Digitalisierung der Kultur für mehr Demokratie. Strategiepapier des Global Ideas Center
- 11. KupoBuko
Eine digitale Kreativitätsoffensive für die Kulturangebote in Deutschland fordert Markus Hilgert, Generalsekretär der Kulturstiftung der Länder, in einem Strategiepapier für den Thinktank Global Ideas Center mit dem Titel „Digitalisierung und Demokratisierung: Die Neuerfindung der Kultur„
Die aktuellen Herausforderungen der Kulturlandschaft bestehen nicht erst seit der Corona-Pandemie, sie traten allerdings – ähnlich wie bei Schulen und Universitäten – durch die Pandemie viel stärker zutage. Zu diesen Herausforderungen gehört es, die klassischen (hoch-)kulturellen Angebote für jüngere und diversere Zielgruppen attraktiv zu gestalten, mehr Teilhabe und Vielstimmigkeit zu erreichen und Zugangshürden konsequent abzubauen. Die Diversität der Gesellschaft sollte sich auch in Kulturinstitutionen widerspiegeln, damit sie stärker als bisher als gesamtgesellschaftliche Orte wahrgenommen werden. Hier setzen Markus Hilgerts Ausführungen, Forderungen und Empfehlungen an.

AUSZUG DATENSÄTZE -

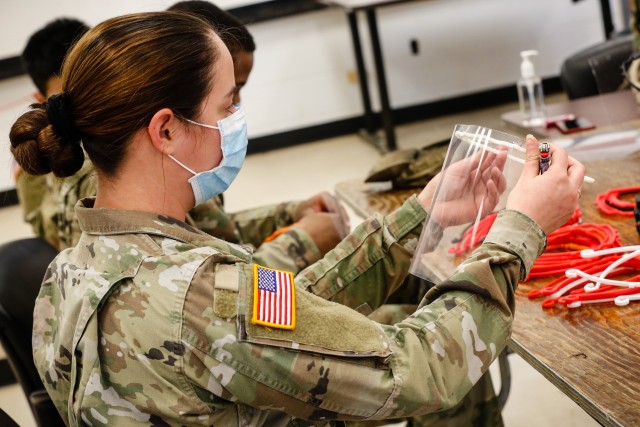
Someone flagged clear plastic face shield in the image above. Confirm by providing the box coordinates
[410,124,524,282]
==
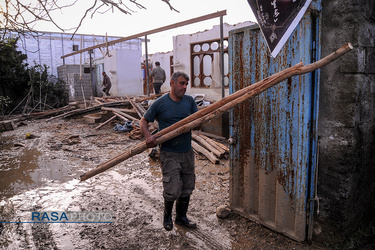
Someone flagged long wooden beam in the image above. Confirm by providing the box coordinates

ARBEITSAUFTRAG - Wie könnte der Text über das Strategiepapier zur Digitalisierung der Kultur nach seinem letzten Satz weitergehen? Führe ihn fort. Die Datensätze sind eigenständiges Material und gehören nicht zum Text über das Strategiepapier.

ANTWORT ZUR AUFGABE -
»Wir haben in der Kultur die Relevanz und transformative Kraft der Digitalisierung bisher in unverantwortlicher Weise verschlafen und geglaubt, uns am Status Quo festklammern zu können.«
Digitale Technologien müssten konsequent in alle Produktions- und Dokumentationsprozesse und auch in die Kulturvermittlung und kulturelle Praxis einbezogen werden, heißt es in dem Strategiepapier. Digitalisierung wird dabei als umfassender Transformationsprozess gedacht, als eine „andere Art des Handelns und des Denkens“. Es wird deutlich, dass die Digitalisierung kein zusätzliches Nice-to-have ist, sondern eine notwendige Voraussetzung für die Zukunftsfähigkeit von Kultureinrichtungen.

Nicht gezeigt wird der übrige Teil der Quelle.